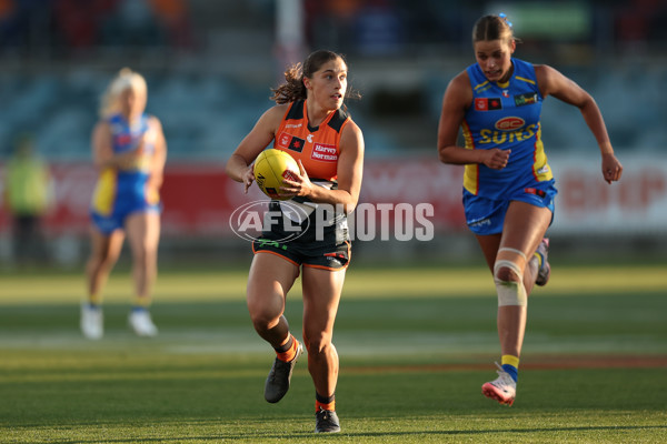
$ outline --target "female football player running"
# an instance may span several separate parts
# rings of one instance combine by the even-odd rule
[[[601,152],[603,178],[618,181],[620,162],[595,100],[548,65],[512,58],[516,39],[501,16],[486,16],[472,30],[477,63],[455,77],[445,92],[438,128],[440,161],[464,164],[464,206],[498,293],[498,379],[482,393],[511,405],[534,284],[549,279],[548,241],[556,188],[540,137],[544,99],[577,107]],[[466,141],[457,145],[459,128]]]
[[[126,235],[135,279],[128,322],[140,336],[158,334],[149,307],[158,266],[159,190],[167,143],[160,121],[143,112],[147,98],[143,77],[122,69],[102,98],[100,121],[92,132],[92,158],[99,179],[90,205],[88,300],[81,306],[81,331],[92,340],[103,334],[101,291]]]
[[[265,385],[265,398],[276,403],[287,393],[302,353],[283,315],[287,293],[301,274],[316,432],[340,431],[335,402],[338,354],[331,337],[350,260],[347,214],[357,205],[364,164],[361,130],[344,105],[350,95],[347,74],[341,56],[321,50],[288,69],[286,83],[273,90],[277,104],[261,115],[227,163],[227,173],[242,182],[246,192],[255,180],[252,162],[271,142],[299,163],[300,174],[282,189],[293,199],[272,201],[270,208],[299,225],[300,236],[286,240],[283,225],[265,226],[252,244],[247,300],[255,330],[276,350]],[[326,208],[339,211],[325,221]]]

▬▬▬▬▬▬

#### [Work to do]
Can you repeat the material with "football player" swapped for "soccer player" and everything else unchanged? Leave the pictures out.

#### [Solution]
$ outline --target "female soccer player running"
# an instance may span several separate parts
# rings of one instance combine by the even-odd rule
[[[601,152],[603,178],[618,181],[620,162],[595,100],[548,65],[512,58],[516,39],[501,16],[486,16],[472,30],[477,63],[455,77],[445,92],[438,128],[440,161],[464,164],[464,206],[498,293],[498,379],[482,393],[511,405],[534,284],[549,279],[548,241],[556,188],[540,137],[544,99],[577,107]],[[466,141],[457,145],[459,128]]]
[[[126,235],[135,279],[128,322],[140,336],[158,334],[149,307],[158,266],[159,190],[167,143],[160,121],[143,112],[147,98],[143,77],[122,69],[102,98],[100,121],[92,132],[92,158],[99,179],[90,205],[88,300],[81,306],[81,331],[92,340],[103,334],[101,291]]]
[[[265,385],[265,398],[276,403],[287,393],[302,353],[283,315],[287,293],[301,274],[316,432],[340,431],[335,402],[338,354],[331,337],[350,260],[347,214],[357,205],[364,164],[361,130],[344,105],[350,95],[347,74],[341,56],[321,50],[288,69],[286,83],[273,90],[277,104],[261,115],[227,163],[227,173],[242,182],[246,192],[255,180],[252,162],[271,142],[299,163],[300,174],[282,189],[293,199],[272,201],[270,208],[299,225],[300,236],[286,240],[283,225],[265,226],[252,244],[247,300],[255,330],[276,350]],[[326,208],[339,211],[325,221]]]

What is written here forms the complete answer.